### MATERIAL SUPPLIED ###
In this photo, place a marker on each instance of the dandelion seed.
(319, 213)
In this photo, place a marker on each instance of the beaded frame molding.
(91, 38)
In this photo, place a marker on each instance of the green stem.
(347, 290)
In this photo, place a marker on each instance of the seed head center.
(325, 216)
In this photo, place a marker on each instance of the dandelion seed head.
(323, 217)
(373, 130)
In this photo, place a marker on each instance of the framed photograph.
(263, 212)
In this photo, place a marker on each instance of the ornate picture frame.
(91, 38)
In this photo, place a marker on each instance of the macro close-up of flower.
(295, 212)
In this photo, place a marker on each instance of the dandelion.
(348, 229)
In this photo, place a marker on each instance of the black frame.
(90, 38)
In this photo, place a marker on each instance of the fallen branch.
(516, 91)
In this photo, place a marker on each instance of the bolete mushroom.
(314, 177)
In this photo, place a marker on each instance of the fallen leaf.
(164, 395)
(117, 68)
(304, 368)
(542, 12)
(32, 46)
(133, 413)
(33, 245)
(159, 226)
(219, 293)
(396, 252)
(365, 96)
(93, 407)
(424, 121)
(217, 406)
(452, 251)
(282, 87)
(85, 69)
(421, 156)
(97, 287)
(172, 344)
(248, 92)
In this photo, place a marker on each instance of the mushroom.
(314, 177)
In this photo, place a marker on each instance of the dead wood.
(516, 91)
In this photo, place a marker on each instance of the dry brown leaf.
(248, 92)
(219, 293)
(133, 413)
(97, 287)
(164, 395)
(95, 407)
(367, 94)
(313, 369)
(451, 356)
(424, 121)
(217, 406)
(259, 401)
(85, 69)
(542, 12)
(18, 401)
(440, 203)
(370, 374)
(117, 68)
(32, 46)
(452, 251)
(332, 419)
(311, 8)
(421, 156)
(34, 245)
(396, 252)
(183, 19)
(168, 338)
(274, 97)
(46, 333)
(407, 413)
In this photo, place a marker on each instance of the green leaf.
###
▶ [WHAT THIS TASK INVOLVES]:
Reproduce verbatim the stretch of the listing above from the line containing "the black frame." through the final line of the listing, including both of those lines.

▶ [CORRECT RESPONSE]:
In this photo, place a marker on each instance of the black frame.
(90, 38)
In this photo, place a marker on each instance of the fallen branch.
(516, 91)
In this photo, place a marker on each instance of the bolete mushroom.
(314, 177)
In this photo, place a marker on each instance of the fallen leaf.
(164, 395)
(117, 68)
(304, 368)
(542, 12)
(32, 46)
(133, 413)
(33, 245)
(159, 226)
(219, 293)
(396, 252)
(365, 96)
(93, 407)
(424, 121)
(217, 406)
(452, 251)
(282, 87)
(85, 69)
(421, 156)
(97, 287)
(172, 344)
(248, 92)
In this photo, place a marker on each instance of the mushroom.
(314, 177)
In this photo, place a marker on each instance of the dead wood.
(516, 91)
In this photo, place a marker on each instance of the dry brown leaf.
(248, 92)
(219, 293)
(133, 413)
(97, 287)
(164, 395)
(95, 407)
(367, 94)
(313, 369)
(451, 356)
(424, 121)
(217, 406)
(259, 401)
(85, 69)
(542, 12)
(18, 401)
(440, 203)
(370, 374)
(117, 68)
(32, 46)
(452, 251)
(332, 419)
(311, 8)
(421, 156)
(34, 245)
(396, 252)
(183, 19)
(168, 338)
(274, 97)
(46, 333)
(407, 413)
In this photo, place a marker on each instance of the green leaf.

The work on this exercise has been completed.